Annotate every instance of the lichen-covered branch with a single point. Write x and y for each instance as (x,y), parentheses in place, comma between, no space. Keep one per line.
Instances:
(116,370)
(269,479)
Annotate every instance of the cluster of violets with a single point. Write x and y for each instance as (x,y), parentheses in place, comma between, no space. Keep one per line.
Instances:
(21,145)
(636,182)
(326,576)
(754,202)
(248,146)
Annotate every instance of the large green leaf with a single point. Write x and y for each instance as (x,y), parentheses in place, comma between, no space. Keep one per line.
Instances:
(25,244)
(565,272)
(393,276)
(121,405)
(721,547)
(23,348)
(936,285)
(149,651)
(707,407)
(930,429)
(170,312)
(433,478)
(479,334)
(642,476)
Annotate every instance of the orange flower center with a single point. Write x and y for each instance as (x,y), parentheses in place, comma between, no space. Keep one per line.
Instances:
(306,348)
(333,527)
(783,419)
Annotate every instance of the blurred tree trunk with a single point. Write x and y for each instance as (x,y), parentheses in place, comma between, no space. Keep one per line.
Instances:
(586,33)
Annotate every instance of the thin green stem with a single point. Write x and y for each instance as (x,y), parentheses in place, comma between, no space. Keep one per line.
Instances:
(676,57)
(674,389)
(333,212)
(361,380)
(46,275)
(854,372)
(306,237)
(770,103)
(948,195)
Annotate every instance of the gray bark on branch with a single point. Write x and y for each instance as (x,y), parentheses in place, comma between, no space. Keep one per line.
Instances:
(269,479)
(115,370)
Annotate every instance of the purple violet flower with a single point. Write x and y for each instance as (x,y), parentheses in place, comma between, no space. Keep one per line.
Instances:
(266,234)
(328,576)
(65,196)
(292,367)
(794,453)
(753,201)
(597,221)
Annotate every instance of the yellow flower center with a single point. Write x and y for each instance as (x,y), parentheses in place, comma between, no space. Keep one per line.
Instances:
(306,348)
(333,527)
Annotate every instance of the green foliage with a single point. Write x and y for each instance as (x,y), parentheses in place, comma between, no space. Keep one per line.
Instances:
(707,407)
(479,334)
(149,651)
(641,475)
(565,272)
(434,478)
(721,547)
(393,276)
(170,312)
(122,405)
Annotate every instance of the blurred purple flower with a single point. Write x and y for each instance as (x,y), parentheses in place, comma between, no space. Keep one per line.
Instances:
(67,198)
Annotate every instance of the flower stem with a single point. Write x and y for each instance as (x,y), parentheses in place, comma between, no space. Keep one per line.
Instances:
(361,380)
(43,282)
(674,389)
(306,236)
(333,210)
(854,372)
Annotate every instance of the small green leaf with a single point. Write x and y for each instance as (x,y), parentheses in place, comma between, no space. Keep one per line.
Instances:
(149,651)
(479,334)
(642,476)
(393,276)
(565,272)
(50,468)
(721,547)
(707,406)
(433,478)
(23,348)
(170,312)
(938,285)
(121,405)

## ASSIGNMENT:
Give all of the material again, exactly.

## EXPECTED ANSWER:
Annotate every instance of the lichen-covered branch with a single point. Write x and y for each instance as (x,y), parentheses in place, comma between, no space. Keep one per line.
Instances:
(116,370)
(269,479)
Annotate every instance of the cluster of violets with a single point. Write x and y for each instance as (x,y), parentheses in place, comma between, no space. Keep one per line.
Instances:
(21,145)
(636,182)
(326,576)
(754,202)
(248,146)
Annotate every instance of the large green leaf with a single point. Write x and y for each instance as (x,y), parentheses in place, comma between, no space. Keep one per line.
Instances:
(25,244)
(565,272)
(393,276)
(121,405)
(721,547)
(23,348)
(936,285)
(149,651)
(707,407)
(930,429)
(170,312)
(433,478)
(479,334)
(642,476)
Annotate every instance of the orange flower center with a single point. Write x and y for each instance as (x,y), parentheses in place, comma between, no space. Keep one per line.
Instances:
(306,348)
(333,527)
(783,419)
Annotate every instance of the blurred tree trunk with a single point. Write x and y for each instance as (x,y), parentheses in place, comma between, no space. Keep one per line.
Instances:
(586,33)
Annotate every instance of the thin green stem with a single point. Write x and y for each instance as (x,y), parentheses in place, comma between, no space. Keep one per line.
Instances:
(676,57)
(674,389)
(333,212)
(361,380)
(46,275)
(854,372)
(306,237)
(770,103)
(948,195)
Annotate every instance of the gray bark on branch with a single point. Write x and y for each instance as (x,y), parentheses in place, comma between, no space. Keep one per line.
Instances:
(269,479)
(115,370)
Annotate every instance of the purple violet flower with a single point. Write x and y for each instance as (x,y), parentheses in place, comma between, no space. Keep one per line.
Instances:
(266,234)
(328,576)
(65,196)
(292,367)
(794,453)
(753,201)
(597,221)
Annotate every instance of the yellow flower center with a single point. Write x and y for each instance as (x,y), parentheses in place, comma between, no space. Keep one per line.
Instances:
(306,348)
(333,527)
Annotate every instance of the green foliage with a single point. Write x and y for each instance as (x,y), parentheses in place, comma between, no space. Keep one per line.
Instances:
(707,407)
(479,334)
(149,651)
(641,475)
(565,272)
(434,478)
(721,547)
(393,276)
(170,312)
(122,405)
Annotate every instance of the blurred purple flower with a single point. Write x and y for each instance as (x,y), parentheses in place, comma between, no space. Keep one per line.
Instances:
(67,198)
Annotate every instance of the flower stem with a single point. Write x and y for each instance as (x,y), parentheses in place, comma between, no space. Keep one per line.
Instances:
(361,380)
(43,282)
(674,389)
(306,236)
(333,210)
(854,372)
Annotate every instance of the small green leaf with a single point. Write x and y for each instance as (x,y), parentheses in place, comma between, no space. Keep one per line.
Instances:
(149,651)
(479,334)
(642,476)
(393,276)
(565,272)
(50,468)
(721,547)
(707,406)
(433,478)
(23,348)
(170,312)
(938,285)
(121,405)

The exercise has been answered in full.